### WHAT YOU SHOULD DO
In the article on who gets to be a digital human, at which university is Raqi Syed a senior lecturer?

### SOURCE DOCUMENT
§

[This story in Stuff (sponsored by Te Herenga Waka—Victoria University of Wellington) summarizes important concerns about bias in the creation of digital humans raised by writer, visual effects designer, and researcher Raqi Syed. For more about her work, including a 3:13 minute video (also available on YouTube), follow the link in the story and visit her website. –Matthew]
Finding virtue in the virtual: Who gets to be a digital human?
“The story our most enduring myths tell us is that a great white man will fall from the sky and save us,” says senior lecturer Raqi Syed of Te Herenga Waka—Victoria University of Wellington.
“Such stories offer audiences very little agency. For meaningful change to happen, we must re-evaluate our ideas not only of greatness, but who we perceive as embodying greatness.”
Syed, a writer, visual effects designer, and researcher, studies the inherent bias and racism that is reflected across the spectrum of visual effects in global popular culture. She is particularly interested in how the digital human encapsulates these concerns.
“The idea of a virtual human is something that scientists have been thinking about for a long time and it means different things to different people – a virtual assistant, a stunt double, or a character in a video game. Increasingly, the digital human is a vehicle for storytelling.”

§

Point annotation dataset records
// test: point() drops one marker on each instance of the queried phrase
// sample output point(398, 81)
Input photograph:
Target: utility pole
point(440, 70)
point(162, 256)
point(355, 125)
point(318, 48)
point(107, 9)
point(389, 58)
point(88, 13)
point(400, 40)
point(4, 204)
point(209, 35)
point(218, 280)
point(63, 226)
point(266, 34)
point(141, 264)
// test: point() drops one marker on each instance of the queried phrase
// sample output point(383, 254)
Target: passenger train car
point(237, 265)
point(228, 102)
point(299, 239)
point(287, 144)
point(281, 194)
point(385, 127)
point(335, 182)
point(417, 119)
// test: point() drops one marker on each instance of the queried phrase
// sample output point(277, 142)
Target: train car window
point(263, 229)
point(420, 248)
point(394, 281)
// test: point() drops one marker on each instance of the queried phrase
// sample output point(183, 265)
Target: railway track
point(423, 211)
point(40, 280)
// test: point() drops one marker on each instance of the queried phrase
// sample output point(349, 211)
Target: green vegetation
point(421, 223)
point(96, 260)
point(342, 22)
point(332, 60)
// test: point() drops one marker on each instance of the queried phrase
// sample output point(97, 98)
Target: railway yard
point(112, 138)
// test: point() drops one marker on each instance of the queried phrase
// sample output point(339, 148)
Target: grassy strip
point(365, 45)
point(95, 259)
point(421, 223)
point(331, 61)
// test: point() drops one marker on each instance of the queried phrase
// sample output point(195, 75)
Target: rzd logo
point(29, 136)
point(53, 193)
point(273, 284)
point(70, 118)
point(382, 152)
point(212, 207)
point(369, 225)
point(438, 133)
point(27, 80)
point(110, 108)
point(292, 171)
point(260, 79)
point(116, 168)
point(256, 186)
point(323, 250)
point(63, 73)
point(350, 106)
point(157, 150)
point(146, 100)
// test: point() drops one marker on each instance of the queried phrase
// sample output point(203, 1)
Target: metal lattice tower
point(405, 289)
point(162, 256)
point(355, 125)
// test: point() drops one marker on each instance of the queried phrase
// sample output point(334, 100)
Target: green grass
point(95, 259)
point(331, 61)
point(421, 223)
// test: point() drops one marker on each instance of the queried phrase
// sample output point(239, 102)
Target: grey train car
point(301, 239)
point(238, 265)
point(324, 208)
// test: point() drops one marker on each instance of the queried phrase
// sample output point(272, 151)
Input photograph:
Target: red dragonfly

§

### ANSWER TO THE EXERCISE
Te Herenga Waka—Victoria University of Wellington